TEXT EXCERPT —
Monday, 13 January 2014

Pros and Cons of...A Kindle

Hey bookworms! I have a Kindle, and I think it's the best thing since...well, books! But I know many people don't like Kindles, or are unsure if they should invest in one. So, I'm going to compile a little list of the things I love about my Kindle, as well as some things that might mean it's not as good as a traditional book.

I have the traditional Kindle - the one with the keyboard that you can't read in the dark. They've brought out a load of newer versions since I got mine. The Paperwhite, the Fire (which I really want) and a Fire HD (which I don't think is any different to the original Fire) and, I'm sure, quite a few more. I can only speak for the Kindle I use, and it is quite an old edition. So by this logic, all the things I talk about SHOULD (although I'm not certain) apply to the newer versions as well.


1) It's incredibly easy to use. Mine has a keyboard, and navigation arrow thingys (check out my awesome tech speak guys) which means it's quick and simple to scroll around, find books and read and buy them. You can buy off your Kindle (providing you have wifi) and then start reading about 20 seconds later. Any idiot (or genius *cough* moi *cough*) can use the Kindle. I believe the Fire has a touchscreen, which would presumably make it even simpler. 

2) The books can be so cheap. A lot of books on Kindle are cheaper than buying the paper versions. I've bought books that would be £10.99, or even £19.99 (if hardback is the only version available), for £2.99 on my Kindle. It has offers on books for one day only, where you can buy for 99p or something. In fact, I think I bought J. K. Rowling's A Casual Vacancy for 99p when it was "book of the day" or some such thing. Now, I'm a student. I don't have a full time job and I don't have much money. I often can't afford to pay £7.99 or more for a book, especially when there's so many books I want to own. So why wouldn't I love buying my books for so cheap? I bought the entire The Hunger Games trilogy (separately, not the 'trilogy' edition they offer) on Kindle for the same price as The Hunger Games (just the first book) in paperback. (Also, The Fault in our Stars, one of the "hottest" books right now was only 99p. Bargain!)

3) It stores LOADS. I think mine can store 3000 (or somewhere in that region) books. 3000. I'm pretty sure the newer versions can store even more. Do you guys know how much space, how many bookshelves, would be needed to have 3000 books in my room? My room is full (like, stacked floor to ceiling type full) with books and I don't think I have anywhere near 3000 in there. It's bursting at the seams and I have hundreds more I want to buy and read. On the other hand, my Kindle is lighter and smaller than one book and has so much space left on it. I have around 150 books (not including hundreds of samples) on it so far so...plenty of space left!

4) Samples! You can request samples of books on a Kindle. Now I use this, not to see if I like the book, but to store all the books I want to buy in the future but maybe don't have enough money to get now. I put all my samples in a folder, and it keeps them all together and out of the way until I can buy them. I find this so useful - kind of like a book list but not using bits of paper or word documents that might end up getting lost. All of them are together, just waiting for me to choose them.

TASK INPUT —

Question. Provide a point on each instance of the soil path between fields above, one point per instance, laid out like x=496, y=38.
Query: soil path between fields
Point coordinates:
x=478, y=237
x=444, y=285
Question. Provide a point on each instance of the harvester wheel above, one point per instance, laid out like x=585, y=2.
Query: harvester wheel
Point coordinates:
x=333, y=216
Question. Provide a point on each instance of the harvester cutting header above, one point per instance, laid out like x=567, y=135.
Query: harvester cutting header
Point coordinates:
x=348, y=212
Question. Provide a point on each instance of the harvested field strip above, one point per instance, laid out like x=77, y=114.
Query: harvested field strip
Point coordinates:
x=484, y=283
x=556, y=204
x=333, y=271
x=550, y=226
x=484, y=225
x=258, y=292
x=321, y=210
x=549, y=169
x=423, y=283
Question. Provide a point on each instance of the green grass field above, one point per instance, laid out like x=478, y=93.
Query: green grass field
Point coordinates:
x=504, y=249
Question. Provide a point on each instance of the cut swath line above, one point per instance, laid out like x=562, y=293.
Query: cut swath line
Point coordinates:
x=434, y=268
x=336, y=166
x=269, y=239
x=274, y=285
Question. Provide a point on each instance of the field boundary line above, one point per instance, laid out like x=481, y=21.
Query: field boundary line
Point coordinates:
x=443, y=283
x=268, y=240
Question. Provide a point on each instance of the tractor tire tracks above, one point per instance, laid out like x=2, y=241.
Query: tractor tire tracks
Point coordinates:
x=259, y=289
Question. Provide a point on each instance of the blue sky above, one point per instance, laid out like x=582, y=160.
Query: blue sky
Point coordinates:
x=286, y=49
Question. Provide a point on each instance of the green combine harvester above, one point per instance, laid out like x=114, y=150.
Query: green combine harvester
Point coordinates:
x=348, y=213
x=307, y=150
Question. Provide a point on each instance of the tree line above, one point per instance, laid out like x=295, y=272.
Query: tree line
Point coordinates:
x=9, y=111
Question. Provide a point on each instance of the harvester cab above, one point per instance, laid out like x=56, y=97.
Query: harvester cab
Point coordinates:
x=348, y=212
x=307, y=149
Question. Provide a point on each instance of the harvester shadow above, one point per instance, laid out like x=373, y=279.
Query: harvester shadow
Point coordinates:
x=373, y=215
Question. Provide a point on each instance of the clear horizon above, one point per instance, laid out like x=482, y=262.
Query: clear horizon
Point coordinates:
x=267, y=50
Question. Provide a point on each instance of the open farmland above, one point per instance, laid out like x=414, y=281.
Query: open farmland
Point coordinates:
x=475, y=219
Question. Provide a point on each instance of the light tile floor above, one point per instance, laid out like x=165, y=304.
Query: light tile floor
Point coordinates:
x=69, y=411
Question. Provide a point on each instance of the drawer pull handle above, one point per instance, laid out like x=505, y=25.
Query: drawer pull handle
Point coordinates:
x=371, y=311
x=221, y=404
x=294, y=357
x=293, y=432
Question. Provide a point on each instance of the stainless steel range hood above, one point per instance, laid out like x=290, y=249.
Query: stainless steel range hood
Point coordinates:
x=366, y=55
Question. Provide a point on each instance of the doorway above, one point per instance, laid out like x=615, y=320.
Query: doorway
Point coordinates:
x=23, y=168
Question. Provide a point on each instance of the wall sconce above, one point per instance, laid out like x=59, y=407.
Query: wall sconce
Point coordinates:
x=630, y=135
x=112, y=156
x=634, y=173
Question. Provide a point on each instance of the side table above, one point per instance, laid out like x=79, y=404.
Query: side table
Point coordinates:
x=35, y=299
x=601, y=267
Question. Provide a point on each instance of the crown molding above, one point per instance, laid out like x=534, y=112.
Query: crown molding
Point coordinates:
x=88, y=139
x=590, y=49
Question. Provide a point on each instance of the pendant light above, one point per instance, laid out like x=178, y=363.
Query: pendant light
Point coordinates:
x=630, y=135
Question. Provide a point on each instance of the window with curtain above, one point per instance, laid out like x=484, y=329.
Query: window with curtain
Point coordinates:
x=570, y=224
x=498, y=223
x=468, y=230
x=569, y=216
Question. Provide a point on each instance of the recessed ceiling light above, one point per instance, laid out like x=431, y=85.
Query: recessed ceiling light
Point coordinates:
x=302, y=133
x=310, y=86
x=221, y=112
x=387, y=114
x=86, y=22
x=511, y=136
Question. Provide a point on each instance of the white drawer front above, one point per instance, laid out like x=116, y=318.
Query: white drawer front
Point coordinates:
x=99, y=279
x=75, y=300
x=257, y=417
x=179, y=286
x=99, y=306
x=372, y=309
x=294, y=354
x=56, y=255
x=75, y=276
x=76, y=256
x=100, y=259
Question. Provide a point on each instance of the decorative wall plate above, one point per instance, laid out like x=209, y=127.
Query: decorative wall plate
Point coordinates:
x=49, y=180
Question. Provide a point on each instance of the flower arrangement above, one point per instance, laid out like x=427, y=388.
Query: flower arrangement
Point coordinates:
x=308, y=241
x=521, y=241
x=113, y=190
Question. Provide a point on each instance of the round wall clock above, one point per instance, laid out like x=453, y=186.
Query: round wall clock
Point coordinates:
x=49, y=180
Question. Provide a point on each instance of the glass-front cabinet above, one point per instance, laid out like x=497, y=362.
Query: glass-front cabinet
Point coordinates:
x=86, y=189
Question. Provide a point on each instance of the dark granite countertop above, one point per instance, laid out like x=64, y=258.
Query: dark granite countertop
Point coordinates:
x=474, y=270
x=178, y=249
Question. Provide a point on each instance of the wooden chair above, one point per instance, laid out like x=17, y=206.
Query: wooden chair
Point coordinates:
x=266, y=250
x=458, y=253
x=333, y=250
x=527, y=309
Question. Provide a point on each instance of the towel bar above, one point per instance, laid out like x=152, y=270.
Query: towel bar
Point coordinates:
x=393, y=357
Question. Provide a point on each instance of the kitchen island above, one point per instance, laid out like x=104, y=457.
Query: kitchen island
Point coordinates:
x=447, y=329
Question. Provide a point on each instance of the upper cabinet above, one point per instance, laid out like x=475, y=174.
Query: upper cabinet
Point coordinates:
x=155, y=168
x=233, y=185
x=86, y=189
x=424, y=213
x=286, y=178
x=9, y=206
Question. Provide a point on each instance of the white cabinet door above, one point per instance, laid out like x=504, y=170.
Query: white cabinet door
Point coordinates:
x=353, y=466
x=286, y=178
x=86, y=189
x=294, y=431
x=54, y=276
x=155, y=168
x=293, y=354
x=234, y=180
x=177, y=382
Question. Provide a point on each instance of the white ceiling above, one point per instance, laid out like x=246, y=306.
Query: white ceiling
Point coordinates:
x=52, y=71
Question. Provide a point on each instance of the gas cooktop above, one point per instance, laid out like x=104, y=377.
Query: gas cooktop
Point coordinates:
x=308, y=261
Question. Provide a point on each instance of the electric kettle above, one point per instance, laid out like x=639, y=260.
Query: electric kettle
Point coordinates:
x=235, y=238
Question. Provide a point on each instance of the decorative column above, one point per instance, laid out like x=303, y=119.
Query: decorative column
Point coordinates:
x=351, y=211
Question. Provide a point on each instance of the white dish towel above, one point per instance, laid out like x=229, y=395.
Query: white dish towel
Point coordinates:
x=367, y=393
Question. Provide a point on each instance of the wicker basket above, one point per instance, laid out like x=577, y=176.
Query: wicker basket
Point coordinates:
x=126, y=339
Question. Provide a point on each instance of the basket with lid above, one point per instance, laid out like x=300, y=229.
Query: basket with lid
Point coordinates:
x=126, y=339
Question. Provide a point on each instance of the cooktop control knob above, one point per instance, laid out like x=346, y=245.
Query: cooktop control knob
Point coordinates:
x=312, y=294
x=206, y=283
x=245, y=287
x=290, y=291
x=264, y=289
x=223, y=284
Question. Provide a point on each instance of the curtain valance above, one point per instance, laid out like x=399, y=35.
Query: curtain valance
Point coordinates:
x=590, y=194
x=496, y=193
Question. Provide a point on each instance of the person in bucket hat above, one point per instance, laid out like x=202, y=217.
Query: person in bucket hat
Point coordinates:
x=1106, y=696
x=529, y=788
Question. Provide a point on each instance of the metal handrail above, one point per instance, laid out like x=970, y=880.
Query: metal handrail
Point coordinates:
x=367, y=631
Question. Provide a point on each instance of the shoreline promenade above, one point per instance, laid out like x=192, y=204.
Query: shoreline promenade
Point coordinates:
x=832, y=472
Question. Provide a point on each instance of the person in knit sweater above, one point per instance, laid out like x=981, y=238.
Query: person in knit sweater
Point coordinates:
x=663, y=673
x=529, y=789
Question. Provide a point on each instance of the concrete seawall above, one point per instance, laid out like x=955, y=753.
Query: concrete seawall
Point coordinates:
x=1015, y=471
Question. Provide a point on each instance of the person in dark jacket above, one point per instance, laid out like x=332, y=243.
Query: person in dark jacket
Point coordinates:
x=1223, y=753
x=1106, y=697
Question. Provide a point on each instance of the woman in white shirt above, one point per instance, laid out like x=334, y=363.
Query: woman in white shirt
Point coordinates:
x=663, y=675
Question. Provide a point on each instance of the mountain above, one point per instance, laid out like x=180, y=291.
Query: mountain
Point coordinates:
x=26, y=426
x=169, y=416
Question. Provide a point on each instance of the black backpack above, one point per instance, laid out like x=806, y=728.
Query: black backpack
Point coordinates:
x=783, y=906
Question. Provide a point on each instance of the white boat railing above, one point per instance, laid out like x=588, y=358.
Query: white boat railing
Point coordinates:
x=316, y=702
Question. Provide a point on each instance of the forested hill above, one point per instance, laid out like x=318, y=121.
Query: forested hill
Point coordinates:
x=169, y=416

TASKS TO CARRY OUT —
1: Reproduce the records word for word, beginning at the line that contains "Question. Provide a point on each instance of the black" and stopping after the final line of the records.
2: Carry on writing the Kindle blog post, picking up right after its last sentence.
The Kindle blog post and the records have no connection to each other.

RESPONSES FOR EACH TASK —
1:
Question. Provide a point on each instance of the black backpack above, one point per instance, laid out like x=806, y=728.
Query: black backpack
Point coordinates:
x=783, y=906
Question. Provide a point on each instance of the white boat railing above, one point per instance, laid out like x=588, y=358.
Query: white boat railing
Point coordinates:
x=316, y=702
Question. Provide a point on each instance of the forested hill above, one point per instance, laid out like x=318, y=121.
Query: forested hill
Point coordinates:
x=169, y=416

2:
5) Folders! A really useful tool, like the samples. You can make folders on a Kindle, and then add books to each folder. For instance, I have a folder for samples, another folder for classics, and then folders for every separate series/author/genre/whatever. No more searching in vain for a particular book! This device makes it so easy to find a particular book, series or author.

These are just the main things that I think makes the Kindle an amazing invention. Of course, there are other brilliant points to make, and if anyone thinks of any other good points, please pop them in the comments below. Now, I'll put a few of the common cons/"complaints" I hear about the Kindle.


1) It's not the same. Even I agree, nothing can replace the thrill of turning pages, of holding a proper books in your hands, feeling the weight, holding it on your knees. I do love books and, if I'm being honest, I do prefer proper books to the Kindle. However, I think the story is far more important than the format - as long as I'm reading the words then I'm reading the story, and that's really all that matters, isn't it?

2) You have to charge it. The Kindle battery lasts for ages...IF you turn the wifi off when you're not downloading books. If you leave wifi on, the battery fades faster than the speed of light (well...maybe not quite, but you know what I mean). It only takes a couple of hours to charge but, if you're like me and forget to take the wifi off and then forget to charge the Kindle until it's practically dead, it can be a bit frustrating to have to leave it alone for hours, especially if you're in the middle of a really good book!

3) You can't really take notes. Although you can highlight and makes notes on sections, if you need to take notes (like for classes or something), it doesn't really work as well on the Kindle as in a proper book. There's no pretty colours or post-it note types things to find your highlighted sections quickly. Although that doesn't bother me (I've never taken notes for any of the books on my Kindle), if you're the sort that needs (or just likes to) make notes and stick them on your books, maybe the Kindle isn't as good as a proper book for you.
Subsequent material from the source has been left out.